**TEXT SEGMENT:**
▬▬▬▬▬▬▬▬▬▬
Data Set 1: Amide Data
The first data set in malbacR, pmart_amide,
is the Amide data set originally found in the package
WaveICA2.0 (Deng and Li
2022). This metabolomics data set was ran in three batches. In
this random subset of the Amide data, there are 500 molecules and 642
samples. This data set contains information about the samples regarding
batch, group, Quality Control (QC) samples, and injection order. Using
this information, we can run batch correction on the data using the
following methods: range scaling (Berg et al.
2006), power scaling (Berg et al.
2006), pareto scaling (Berg et al.
2006), ComBat (Müller et al. 2016),
EigenMS (Karpievitch et al. 2014), QC-RLSC
(Dunn et al. 2011), TIGER (Han et al. 2022), and WaveICA2.0 (Deng et al. 2019). As there is no e_meta
information for negative controls or internal standards, NOMIS (Sysi-Aho et al. 2007) and RUV-random (De Livera et al. 2015) cannot be run.
Load in the Data
A pmartR friendly version of the Amide data is already
implemented within malbacR. Therefore, we simply need to
load the data.
data(pmart_amide)Before running batch correction, we run some pre-processing steps.
First we specify the group designation of the data with
group as the main_effects and
batch as the batch_id.
Next, we create a version of the data that has been log2 transformed,
as some methods (but not all methods) require the data to be on a log
scale. Additionally, we create a normalized version of the data using a
global median. All of this is done using the functions
group_designation, edata_transform, and
normalize_global respectively within pmartR
(Degnan et al. 2023).
▬▬▬▬▬▬▬▬▬▬
**ROWS:**

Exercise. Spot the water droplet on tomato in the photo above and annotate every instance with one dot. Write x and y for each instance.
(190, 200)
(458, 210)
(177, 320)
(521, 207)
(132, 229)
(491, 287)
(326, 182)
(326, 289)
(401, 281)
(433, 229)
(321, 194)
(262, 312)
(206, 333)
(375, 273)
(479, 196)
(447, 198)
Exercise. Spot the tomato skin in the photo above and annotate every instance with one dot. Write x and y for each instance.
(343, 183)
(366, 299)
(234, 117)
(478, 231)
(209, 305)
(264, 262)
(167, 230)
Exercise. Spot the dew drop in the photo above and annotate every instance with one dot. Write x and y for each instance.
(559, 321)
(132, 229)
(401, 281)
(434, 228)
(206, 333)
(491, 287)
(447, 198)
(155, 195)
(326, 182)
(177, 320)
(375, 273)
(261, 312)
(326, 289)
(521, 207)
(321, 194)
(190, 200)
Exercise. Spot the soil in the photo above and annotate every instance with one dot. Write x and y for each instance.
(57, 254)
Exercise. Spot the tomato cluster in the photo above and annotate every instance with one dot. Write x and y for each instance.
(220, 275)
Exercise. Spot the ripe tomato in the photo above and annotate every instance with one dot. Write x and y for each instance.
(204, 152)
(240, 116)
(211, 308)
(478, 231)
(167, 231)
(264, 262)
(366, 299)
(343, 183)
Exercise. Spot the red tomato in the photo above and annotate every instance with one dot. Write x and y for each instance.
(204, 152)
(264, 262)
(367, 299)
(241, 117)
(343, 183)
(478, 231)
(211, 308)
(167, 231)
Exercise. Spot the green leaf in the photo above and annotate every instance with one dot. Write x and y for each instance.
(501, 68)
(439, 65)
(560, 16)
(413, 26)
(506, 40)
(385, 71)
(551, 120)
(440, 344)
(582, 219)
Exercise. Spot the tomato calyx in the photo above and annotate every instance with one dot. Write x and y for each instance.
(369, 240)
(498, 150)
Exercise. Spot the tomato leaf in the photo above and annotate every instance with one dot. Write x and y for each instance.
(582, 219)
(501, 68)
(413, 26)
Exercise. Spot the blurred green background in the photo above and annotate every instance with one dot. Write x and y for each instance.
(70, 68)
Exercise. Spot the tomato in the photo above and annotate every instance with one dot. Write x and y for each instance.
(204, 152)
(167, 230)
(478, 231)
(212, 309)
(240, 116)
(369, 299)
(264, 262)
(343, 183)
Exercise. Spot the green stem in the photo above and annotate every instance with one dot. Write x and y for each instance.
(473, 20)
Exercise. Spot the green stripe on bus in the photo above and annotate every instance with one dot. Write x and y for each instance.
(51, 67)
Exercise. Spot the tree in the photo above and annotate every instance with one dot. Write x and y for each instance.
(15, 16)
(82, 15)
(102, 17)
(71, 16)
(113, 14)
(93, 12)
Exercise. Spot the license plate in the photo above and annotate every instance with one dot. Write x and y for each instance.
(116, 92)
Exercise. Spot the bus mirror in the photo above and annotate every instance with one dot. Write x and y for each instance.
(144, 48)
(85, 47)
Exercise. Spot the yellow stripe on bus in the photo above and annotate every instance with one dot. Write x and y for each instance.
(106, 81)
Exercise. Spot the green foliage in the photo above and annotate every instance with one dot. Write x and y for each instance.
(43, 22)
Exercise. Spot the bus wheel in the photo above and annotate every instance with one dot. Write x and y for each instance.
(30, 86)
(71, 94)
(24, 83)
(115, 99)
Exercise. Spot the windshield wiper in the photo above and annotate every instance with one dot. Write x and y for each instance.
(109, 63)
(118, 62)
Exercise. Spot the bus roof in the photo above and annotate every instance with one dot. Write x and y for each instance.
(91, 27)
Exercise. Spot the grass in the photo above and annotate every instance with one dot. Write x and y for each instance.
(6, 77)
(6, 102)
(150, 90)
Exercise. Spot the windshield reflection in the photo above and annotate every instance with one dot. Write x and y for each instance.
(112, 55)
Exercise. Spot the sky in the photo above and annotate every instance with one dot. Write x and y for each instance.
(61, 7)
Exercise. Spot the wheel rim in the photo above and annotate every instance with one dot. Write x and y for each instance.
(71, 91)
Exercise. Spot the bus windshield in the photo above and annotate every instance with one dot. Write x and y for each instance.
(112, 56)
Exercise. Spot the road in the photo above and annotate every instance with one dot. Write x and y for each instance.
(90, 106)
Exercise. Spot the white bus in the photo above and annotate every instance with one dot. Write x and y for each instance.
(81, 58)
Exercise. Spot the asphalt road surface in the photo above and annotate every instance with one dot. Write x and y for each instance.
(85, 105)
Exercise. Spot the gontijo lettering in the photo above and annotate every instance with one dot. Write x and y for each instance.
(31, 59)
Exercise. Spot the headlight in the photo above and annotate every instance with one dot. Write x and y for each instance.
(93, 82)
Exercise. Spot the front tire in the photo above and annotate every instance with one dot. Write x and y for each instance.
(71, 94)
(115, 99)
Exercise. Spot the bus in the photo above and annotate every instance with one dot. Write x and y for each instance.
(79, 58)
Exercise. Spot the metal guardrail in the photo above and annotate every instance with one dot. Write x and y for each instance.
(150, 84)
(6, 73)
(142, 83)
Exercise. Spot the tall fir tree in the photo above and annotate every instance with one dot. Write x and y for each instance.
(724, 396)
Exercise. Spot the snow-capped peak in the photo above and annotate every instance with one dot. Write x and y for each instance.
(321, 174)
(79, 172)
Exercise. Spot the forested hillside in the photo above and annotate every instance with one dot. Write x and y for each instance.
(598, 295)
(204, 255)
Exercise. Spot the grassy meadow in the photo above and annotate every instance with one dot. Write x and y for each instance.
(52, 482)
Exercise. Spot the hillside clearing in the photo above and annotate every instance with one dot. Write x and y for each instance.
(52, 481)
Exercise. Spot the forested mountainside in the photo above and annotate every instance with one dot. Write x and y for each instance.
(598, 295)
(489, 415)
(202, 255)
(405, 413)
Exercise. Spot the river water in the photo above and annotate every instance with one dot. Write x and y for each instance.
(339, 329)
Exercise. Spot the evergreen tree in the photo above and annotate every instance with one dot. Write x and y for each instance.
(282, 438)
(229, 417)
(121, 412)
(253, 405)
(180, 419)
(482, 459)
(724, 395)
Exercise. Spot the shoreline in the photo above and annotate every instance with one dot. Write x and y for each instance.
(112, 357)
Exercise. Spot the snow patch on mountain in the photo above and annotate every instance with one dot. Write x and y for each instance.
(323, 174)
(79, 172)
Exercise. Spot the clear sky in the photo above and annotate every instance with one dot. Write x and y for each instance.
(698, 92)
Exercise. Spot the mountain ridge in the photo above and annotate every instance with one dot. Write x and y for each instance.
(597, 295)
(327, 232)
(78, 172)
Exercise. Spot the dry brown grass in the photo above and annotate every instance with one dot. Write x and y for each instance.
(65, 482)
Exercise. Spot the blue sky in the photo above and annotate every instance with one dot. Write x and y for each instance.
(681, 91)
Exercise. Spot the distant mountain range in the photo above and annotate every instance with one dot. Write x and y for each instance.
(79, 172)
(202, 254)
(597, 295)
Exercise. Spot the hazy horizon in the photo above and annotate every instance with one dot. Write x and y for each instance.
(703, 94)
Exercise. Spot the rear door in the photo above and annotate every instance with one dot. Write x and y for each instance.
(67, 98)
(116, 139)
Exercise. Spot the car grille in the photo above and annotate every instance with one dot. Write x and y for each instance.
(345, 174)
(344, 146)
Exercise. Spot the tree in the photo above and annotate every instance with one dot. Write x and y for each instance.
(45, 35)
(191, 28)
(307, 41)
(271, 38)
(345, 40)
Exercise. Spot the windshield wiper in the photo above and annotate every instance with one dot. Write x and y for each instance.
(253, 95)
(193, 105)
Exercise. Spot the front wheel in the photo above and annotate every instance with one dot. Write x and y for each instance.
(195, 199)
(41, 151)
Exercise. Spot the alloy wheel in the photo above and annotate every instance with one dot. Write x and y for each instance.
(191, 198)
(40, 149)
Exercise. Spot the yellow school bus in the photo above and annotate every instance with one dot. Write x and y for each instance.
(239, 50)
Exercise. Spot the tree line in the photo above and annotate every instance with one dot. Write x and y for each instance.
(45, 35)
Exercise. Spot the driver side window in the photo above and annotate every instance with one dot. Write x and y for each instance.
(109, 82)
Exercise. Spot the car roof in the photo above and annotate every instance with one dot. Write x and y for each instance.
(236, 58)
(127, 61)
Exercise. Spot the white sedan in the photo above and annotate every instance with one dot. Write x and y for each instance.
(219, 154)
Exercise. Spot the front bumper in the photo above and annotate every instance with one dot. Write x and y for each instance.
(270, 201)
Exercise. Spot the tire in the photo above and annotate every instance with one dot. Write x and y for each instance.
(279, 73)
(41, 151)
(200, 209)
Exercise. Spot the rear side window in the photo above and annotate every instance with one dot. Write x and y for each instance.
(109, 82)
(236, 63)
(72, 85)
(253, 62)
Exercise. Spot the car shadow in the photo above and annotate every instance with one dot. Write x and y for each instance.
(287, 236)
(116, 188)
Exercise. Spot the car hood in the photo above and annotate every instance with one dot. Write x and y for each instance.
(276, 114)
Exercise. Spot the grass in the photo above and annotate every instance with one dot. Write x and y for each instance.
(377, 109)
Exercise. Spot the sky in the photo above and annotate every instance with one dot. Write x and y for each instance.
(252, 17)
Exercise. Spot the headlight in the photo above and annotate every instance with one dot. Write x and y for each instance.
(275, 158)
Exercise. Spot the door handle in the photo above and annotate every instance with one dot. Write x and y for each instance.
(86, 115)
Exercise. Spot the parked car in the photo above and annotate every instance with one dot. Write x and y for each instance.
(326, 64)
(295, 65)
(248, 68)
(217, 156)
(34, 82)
▬▬▬▬▬▬▬▬▬▬
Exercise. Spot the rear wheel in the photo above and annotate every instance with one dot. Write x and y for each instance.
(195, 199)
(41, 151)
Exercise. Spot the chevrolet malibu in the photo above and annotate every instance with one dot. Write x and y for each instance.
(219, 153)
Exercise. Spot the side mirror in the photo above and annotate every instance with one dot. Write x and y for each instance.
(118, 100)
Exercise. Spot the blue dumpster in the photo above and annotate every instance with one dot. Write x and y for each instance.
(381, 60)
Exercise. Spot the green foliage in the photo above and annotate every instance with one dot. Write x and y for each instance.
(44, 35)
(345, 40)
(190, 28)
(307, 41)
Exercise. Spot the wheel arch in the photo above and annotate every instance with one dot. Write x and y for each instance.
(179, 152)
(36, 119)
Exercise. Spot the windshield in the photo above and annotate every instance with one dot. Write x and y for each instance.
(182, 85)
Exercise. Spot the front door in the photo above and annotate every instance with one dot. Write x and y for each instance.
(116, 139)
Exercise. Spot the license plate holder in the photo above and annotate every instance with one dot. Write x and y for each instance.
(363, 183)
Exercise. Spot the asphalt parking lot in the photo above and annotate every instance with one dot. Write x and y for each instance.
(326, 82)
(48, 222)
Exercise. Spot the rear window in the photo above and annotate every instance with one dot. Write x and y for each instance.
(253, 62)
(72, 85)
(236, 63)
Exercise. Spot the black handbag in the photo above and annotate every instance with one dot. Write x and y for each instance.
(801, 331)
▬▬▬▬▬▬▬▬▬▬
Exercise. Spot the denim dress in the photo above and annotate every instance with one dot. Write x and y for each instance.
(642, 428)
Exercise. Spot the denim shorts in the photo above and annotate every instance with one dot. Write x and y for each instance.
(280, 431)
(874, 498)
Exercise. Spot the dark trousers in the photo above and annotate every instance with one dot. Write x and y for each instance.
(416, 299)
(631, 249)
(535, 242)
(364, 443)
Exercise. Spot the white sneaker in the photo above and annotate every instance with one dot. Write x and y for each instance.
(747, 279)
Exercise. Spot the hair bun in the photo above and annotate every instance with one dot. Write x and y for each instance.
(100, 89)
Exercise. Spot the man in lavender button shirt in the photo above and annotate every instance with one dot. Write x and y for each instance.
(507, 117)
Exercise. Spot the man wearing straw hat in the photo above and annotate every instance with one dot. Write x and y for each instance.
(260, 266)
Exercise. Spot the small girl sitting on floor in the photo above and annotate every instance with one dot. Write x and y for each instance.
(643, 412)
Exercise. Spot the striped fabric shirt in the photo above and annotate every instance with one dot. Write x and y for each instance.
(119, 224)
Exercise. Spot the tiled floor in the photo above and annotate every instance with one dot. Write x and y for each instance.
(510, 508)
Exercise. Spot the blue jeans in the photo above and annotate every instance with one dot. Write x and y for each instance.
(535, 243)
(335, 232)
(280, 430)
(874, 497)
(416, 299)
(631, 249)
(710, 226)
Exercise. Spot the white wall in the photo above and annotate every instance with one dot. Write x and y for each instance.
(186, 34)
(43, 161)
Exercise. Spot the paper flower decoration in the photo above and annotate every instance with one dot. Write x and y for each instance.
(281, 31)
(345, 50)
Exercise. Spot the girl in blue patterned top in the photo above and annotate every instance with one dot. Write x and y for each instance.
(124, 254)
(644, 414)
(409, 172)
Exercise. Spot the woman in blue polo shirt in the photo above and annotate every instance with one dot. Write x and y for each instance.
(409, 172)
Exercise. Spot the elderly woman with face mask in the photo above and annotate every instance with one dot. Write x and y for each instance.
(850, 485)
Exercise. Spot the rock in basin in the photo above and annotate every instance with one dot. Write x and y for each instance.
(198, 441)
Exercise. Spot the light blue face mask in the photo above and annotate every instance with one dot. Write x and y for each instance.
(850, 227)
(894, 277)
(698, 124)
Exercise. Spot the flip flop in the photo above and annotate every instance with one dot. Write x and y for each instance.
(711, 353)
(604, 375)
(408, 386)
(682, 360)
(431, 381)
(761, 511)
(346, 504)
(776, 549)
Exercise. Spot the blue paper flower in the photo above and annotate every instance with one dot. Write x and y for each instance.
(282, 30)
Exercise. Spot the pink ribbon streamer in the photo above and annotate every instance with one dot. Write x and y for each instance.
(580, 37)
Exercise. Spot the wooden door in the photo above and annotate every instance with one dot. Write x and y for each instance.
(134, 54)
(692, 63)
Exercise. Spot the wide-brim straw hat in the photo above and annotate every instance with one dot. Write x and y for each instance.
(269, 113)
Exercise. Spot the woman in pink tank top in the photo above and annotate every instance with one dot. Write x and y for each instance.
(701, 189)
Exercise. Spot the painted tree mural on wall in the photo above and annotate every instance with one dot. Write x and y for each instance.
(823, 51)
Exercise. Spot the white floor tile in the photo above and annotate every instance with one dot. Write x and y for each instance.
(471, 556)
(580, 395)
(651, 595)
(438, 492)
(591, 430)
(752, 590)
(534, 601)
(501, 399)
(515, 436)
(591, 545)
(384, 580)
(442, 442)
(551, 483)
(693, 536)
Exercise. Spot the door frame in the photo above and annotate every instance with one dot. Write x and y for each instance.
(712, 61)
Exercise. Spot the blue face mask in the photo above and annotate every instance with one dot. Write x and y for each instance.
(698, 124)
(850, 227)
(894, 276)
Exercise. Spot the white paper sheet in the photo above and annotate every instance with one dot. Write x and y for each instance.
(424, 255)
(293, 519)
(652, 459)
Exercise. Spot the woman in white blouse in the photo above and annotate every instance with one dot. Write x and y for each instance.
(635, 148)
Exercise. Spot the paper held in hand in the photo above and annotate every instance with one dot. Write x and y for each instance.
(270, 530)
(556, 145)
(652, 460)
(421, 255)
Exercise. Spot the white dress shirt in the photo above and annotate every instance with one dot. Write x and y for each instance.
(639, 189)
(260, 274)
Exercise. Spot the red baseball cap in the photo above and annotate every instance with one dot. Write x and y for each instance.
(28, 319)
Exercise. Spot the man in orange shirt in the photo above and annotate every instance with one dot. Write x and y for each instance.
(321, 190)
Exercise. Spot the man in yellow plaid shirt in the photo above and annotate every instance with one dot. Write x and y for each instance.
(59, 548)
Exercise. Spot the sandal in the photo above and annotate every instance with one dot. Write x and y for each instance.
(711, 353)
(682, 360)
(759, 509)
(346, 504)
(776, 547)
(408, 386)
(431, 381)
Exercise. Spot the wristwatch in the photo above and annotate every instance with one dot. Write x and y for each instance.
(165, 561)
▬▬▬▬▬▬▬▬▬▬
**INSTRUCTIONS:**
1) Rewrite the Amide data text from "2006), ComBat (Müller" up to and including "as the batch_id.", with "pre-processing" changed to "preparation".
2) Select every line of the records that contains the word "yellow".

**FULL ANSWERS:**
1)
2006), ComBat (Müller et al. 2016),
EigenMS (Karpievitch et al. 2014), QC-RLSC
(Dunn et al. 2011), TIGER (Han et al. 2022), and WaveICA2.0 (Deng et al. 2019). As there is no e_meta
information for negative controls or internal standards, NOMIS (Sysi-Aho et al. 2007) and RUV-random (De Livera et al. 2015) cannot be run.
Load in the Data
A pmartR friendly version of the Amide data is already
implemented within malbacR. Therefore, we simply need to
load the data.
data(pmart_amide)Before running batch correction, we run some preparation steps.
First we specify the group designation of the data with
group as the main_effects and
batch as the batch_id.

2)
Exercise. Spot the yellow stripe on bus in the photo above and annotate every instance with one dot. Write x and y for each instance.
Exercise. Spot the yellow school bus in the photo above and annotate every instance with one dot. Write x and y for each instance.
Exercise. Spot the man in yellow plaid shirt in the photo above and annotate every instance with one dot. Write x and y for each instance.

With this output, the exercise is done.